-- DESCRIPCIÓN DE LA TAREA --
Por favor, copia tal cual cada línea del material siguiente, sin cambiar nada.

Registros de anotación de contornos
##############################

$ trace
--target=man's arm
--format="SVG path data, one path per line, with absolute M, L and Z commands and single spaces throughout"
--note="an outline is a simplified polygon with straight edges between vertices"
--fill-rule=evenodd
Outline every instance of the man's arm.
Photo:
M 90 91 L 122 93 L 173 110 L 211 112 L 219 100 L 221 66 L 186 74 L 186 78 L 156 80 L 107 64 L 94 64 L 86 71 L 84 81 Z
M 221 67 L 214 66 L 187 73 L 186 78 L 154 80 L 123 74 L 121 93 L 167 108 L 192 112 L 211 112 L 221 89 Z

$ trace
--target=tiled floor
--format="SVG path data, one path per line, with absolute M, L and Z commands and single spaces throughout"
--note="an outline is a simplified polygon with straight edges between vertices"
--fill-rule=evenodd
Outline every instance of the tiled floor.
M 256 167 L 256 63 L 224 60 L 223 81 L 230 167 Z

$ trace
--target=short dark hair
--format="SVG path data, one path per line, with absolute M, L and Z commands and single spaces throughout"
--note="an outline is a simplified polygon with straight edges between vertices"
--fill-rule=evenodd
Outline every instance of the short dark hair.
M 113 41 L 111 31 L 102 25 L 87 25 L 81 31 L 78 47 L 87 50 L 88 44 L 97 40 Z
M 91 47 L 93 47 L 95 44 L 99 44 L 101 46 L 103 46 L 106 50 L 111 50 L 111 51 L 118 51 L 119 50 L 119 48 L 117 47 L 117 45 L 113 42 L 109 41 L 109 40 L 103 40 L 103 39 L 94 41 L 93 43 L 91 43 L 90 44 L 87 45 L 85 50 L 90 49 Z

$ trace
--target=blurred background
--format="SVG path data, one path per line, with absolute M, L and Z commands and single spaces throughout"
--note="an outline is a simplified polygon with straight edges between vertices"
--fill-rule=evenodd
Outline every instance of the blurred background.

##############################

-- RESPUESTA --
$ trace
--target=man's arm
--format="SVG path data, one path per line, with absolute M, L and Z commands and single spaces throughout"
--note="an outline is a simplified polygon with straight edges between vertices"
--fill-rule=evenodd
Outline every instance of the man's arm.
Photo:
M 90 91 L 122 93 L 173 110 L 211 112 L 219 100 L 221 66 L 186 74 L 186 78 L 156 80 L 107 64 L 94 64 L 86 71 L 84 81 Z
M 221 67 L 214 66 L 187 73 L 186 78 L 154 80 L 123 74 L 121 93 L 167 108 L 192 112 L 211 112 L 221 89 Z

$ trace
--target=tiled floor
--format="SVG path data, one path per line, with absolute M, L and Z commands and single spaces throughout"
--note="an outline is a simplified polygon with straight edges between vertices"
--fill-rule=evenodd
Outline every instance of the tiled floor.
M 256 167 L 256 63 L 224 60 L 223 81 L 230 167 Z

$ trace
--target=short dark hair
--format="SVG path data, one path per line, with absolute M, L and Z commands and single spaces throughout"
--note="an outline is a simplified polygon with straight edges between vertices"
--fill-rule=evenodd
Outline every instance of the short dark hair.
M 113 41 L 111 31 L 102 25 L 87 25 L 81 31 L 78 47 L 87 50 L 88 44 L 97 40 Z
M 91 47 L 93 47 L 95 44 L 99 44 L 101 46 L 103 46 L 106 50 L 111 50 L 111 51 L 118 51 L 119 50 L 119 48 L 117 47 L 117 45 L 113 42 L 109 41 L 109 40 L 103 40 L 103 39 L 94 41 L 93 43 L 91 43 L 90 44 L 87 45 L 85 50 L 90 49 Z

$ trace
--target=blurred background
--format="SVG path data, one path per line, with absolute M, L and Z commands and single spaces throughout"
--note="an outline is a simplified polygon with straight edges between vertices"
--fill-rule=evenodd
Outline every instance of the blurred background.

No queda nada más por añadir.